--- WORK TO BE COMPLETED ---
Your task is to print all of the data word for word.

--- RECORDS SHOWN ---
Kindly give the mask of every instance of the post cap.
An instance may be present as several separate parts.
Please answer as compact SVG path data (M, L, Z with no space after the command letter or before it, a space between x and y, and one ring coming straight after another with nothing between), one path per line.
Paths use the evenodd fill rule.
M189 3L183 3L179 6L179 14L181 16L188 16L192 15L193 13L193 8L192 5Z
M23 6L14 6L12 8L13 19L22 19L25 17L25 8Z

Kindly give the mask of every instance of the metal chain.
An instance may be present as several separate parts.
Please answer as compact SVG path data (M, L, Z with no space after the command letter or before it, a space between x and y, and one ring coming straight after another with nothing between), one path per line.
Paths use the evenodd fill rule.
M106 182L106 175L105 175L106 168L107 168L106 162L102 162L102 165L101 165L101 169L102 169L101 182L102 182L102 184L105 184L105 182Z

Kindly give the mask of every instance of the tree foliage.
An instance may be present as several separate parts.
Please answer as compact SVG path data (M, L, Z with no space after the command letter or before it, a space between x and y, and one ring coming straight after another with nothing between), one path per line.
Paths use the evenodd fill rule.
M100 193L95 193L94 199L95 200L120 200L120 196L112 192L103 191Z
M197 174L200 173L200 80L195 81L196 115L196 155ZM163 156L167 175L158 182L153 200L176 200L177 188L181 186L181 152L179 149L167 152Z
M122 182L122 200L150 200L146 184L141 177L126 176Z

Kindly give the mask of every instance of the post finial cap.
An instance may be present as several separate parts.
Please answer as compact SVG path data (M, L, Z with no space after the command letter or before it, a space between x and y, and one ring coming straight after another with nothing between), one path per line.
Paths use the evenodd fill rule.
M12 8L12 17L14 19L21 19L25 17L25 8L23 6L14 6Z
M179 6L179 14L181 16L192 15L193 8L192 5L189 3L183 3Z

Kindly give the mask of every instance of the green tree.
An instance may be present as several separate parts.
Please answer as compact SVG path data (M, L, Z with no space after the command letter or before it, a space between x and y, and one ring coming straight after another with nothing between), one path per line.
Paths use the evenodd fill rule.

--- ANSWER TO THIS TASK ---
Kindly give the mask of every instance of the post cap.
An instance may be present as several separate parts.
Please answer as compact SVG path data (M, L, Z with no space after the command letter or before it, a space between x and y, and one ring coming straight after another with nothing between), one path per line.
Paths use the evenodd fill rule.
M189 3L183 3L179 6L179 14L181 16L188 16L192 15L193 13L193 8L192 5Z
M23 6L14 6L12 8L13 19L22 19L25 17L25 8Z

Kindly give the mask of every instance of the metal chain.
An instance may be present as several separate parts.
Please answer as compact SVG path data (M, L, Z with no space after the command letter or before it, a space between x and y, and one ring coming straight after another with nothing between), one path per line.
Paths use the evenodd fill rule.
M106 182L106 175L105 175L106 168L107 168L106 162L102 162L102 165L101 165L101 169L102 169L101 182L102 182L102 184L105 184L105 182Z

Kindly give the mask of every instance of the tree foliage.
An instance may be present as several separate parts.
Please answer as compact SVG path data (M, L, Z with no space after the command letter or before it, a space between x and y, and one ring coming straight after another with nothing between), one path per line.
Paths use the evenodd fill rule.
M100 193L95 193L94 199L95 200L120 200L120 196L112 192L103 191Z
M197 174L200 173L200 80L195 81L196 115L196 155ZM163 156L167 175L158 182L153 200L176 200L177 188L181 186L181 152L179 149L167 152Z
M122 182L122 200L150 200L146 184L141 177L126 176Z

Kindly give the mask of every instance of the post finial cap.
An instance may be present as several separate parts.
Please answer as compact SVG path data (M, L, Z with no space after the command letter or before it, a space between x and y, and one ring coming straight after another with nothing between), one path per line.
Paths use the evenodd fill rule.
M12 8L12 17L14 19L21 19L25 17L25 8L23 6L14 6Z
M179 6L179 14L181 16L192 15L193 8L192 5L189 3L183 3Z

Kindly give the mask of every instance of the green tree.
An instance may be present as several separate parts.
Please answer as compact SVG path data (M, L, Z with no space after the command letter or before it, a space between x and y, and one ring coming straight after another with nothing between), one path per line.
Paths use the evenodd fill rule.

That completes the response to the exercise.